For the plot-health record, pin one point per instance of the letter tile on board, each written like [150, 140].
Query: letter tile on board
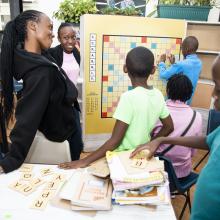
[26, 167]
[26, 176]
[46, 171]
[59, 177]
[36, 182]
[16, 185]
[39, 204]
[27, 189]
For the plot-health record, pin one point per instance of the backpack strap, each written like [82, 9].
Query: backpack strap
[184, 132]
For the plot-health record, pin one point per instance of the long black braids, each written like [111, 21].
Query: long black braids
[15, 33]
[179, 87]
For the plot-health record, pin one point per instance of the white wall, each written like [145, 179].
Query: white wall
[214, 13]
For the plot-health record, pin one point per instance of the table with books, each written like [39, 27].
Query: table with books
[46, 192]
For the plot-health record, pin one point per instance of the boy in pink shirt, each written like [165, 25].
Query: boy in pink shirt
[179, 90]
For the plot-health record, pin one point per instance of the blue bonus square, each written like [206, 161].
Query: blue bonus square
[110, 89]
[153, 46]
[133, 45]
[111, 67]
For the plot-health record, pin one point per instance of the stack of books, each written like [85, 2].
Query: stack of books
[87, 192]
[138, 180]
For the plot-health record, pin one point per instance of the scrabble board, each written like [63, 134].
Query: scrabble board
[114, 81]
[104, 43]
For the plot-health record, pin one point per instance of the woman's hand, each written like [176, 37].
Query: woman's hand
[74, 164]
[150, 146]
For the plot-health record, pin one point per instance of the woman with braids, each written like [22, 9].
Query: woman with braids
[47, 95]
[179, 90]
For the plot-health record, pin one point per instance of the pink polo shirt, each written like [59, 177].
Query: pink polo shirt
[71, 67]
[181, 156]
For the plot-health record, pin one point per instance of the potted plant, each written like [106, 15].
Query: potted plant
[197, 10]
[71, 10]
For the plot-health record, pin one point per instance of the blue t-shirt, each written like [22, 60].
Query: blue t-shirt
[191, 67]
[206, 205]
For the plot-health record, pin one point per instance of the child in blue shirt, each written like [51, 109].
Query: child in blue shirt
[191, 65]
[206, 202]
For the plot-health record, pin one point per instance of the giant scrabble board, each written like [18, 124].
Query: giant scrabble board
[105, 41]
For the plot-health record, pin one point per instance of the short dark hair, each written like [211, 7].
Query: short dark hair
[140, 62]
[62, 25]
[191, 43]
[179, 87]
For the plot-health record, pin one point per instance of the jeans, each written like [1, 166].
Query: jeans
[75, 140]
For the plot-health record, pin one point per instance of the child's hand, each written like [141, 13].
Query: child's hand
[171, 58]
[163, 58]
[73, 165]
[151, 146]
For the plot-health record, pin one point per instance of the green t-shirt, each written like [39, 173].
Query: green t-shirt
[206, 203]
[140, 108]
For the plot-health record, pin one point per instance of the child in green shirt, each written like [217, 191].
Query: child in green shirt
[137, 112]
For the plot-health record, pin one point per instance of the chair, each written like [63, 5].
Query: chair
[4, 144]
[43, 151]
[213, 123]
[179, 186]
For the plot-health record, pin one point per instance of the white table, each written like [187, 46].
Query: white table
[15, 206]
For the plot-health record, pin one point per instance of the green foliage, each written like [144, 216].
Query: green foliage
[71, 10]
[189, 2]
[129, 11]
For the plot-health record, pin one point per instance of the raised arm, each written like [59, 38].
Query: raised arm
[193, 142]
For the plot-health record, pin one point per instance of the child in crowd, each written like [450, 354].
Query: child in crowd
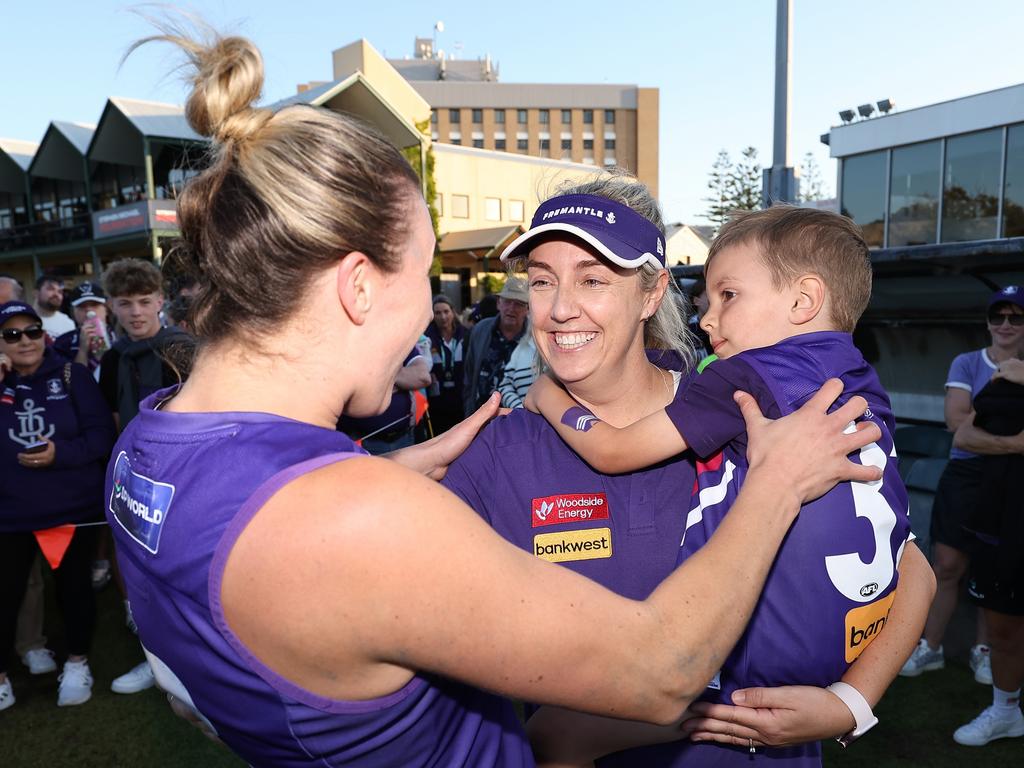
[785, 287]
- - -
The problem:
Set the listing down in full and exactly. Pictures within it should not appear in the copy.

In response:
For the plot-health record, pin one point per instance of the letter tile on board, each written like [150, 140].
Query: letter tile on board
[26, 167]
[26, 176]
[46, 171]
[59, 177]
[36, 182]
[16, 185]
[39, 204]
[27, 189]
For the plot-health record, pin one point per instance of the backpack strap, each written like [82, 9].
Query: backpack strap
[184, 132]
For the plot-health record, pin one point per instance of the long black braids, each written like [111, 21].
Query: long black braids
[15, 33]
[179, 87]
For the plot-health record, pin one point per instance of the white wall, each written like [145, 179].
Query: white wall
[214, 13]
For the plot-health record, pin one point per instance of the table with books, each written like [39, 27].
Query: table with books
[46, 192]
For the plot-health record, pin one point per instance of the boy in pink shirt, each written like [165, 25].
Query: boy in pink shirt
[179, 90]
For the plot-health record, pin one point per instance of the blue bonus square, each written like [206, 161].
Query: blue bonus square
[110, 89]
[153, 46]
[133, 45]
[111, 67]
For the plot-health record, pin one point per instance of the stack of books, each written like [85, 2].
Query: stack of books
[87, 192]
[138, 180]
For the plot-health record, pin one point per instance of the scrabble board, each written like [63, 134].
Query: scrabble board
[114, 81]
[104, 43]
For the plot-health record, pin one point per instance of the woman's hand, each written like [176, 37].
Query: woman's hand
[74, 164]
[150, 146]
For the plot-health record, pin one point per instance of the woman with braids, each written like [22, 9].
Query: woman with braids
[47, 95]
[179, 90]
For the plot-health record, pin one point per instance of the pink polo shirt, each written like [59, 177].
Query: pink polo shirt
[71, 67]
[181, 156]
For the plot-health record, pin one point per instance of the potted plant, each written like [106, 15].
Query: potted plant
[197, 10]
[71, 10]
For the plot-health record, pin one point per instance of the blue t-shirt, each written like [22, 60].
Query: blue t-shirt
[191, 67]
[206, 205]
For the plot-health record, pin one point per instance of the child in blue shirt, each written like [51, 109].
Query: child in blue shirt
[191, 65]
[206, 202]
For the plot-health record, pin one point per instance of the giant scrabble board, each written like [18, 124].
Query: giant scrabble board
[105, 41]
For the plot-health record, pin one point per instance of the short dark hair, each written like [211, 7].
Query: short dark hair
[140, 62]
[62, 25]
[191, 43]
[179, 87]
For the plot-health record, pin one point per instance of the jeans, each written like [1, 166].
Query: jeans
[75, 140]
For the plot-health record, pin one point per instance of the child's hand, each written like [141, 13].
Query: child's hand
[171, 58]
[163, 58]
[73, 165]
[151, 146]
For the plot-health record, pin one point per instance of the green t-shirt, each written like [39, 173].
Query: green t-shirt
[206, 203]
[140, 108]
For the plot-health record, pin one point per instance of the child in green shirt, each written like [217, 191].
Query: child in green shirt
[137, 112]
For the plot-health record, pin one point per instance of the chair, each written like [63, 5].
Query: chair
[4, 144]
[43, 151]
[213, 123]
[179, 186]
For the plot-health record, pin one point per instance of the white table, each written like [187, 46].
Query: white table
[15, 206]
For the plot-health record, pin one point per instance of the green foliage, each written like [144, 216].
Query: green foliage
[71, 10]
[189, 2]
[129, 11]
For the plot-health record, pin one point per instance of the raised arm, each written like [59, 38].
Query: raised arm
[193, 142]
For the plot-health record, pin one point per instance of the child in crowd, each written like [450, 354].
Query: child in crowd
[785, 287]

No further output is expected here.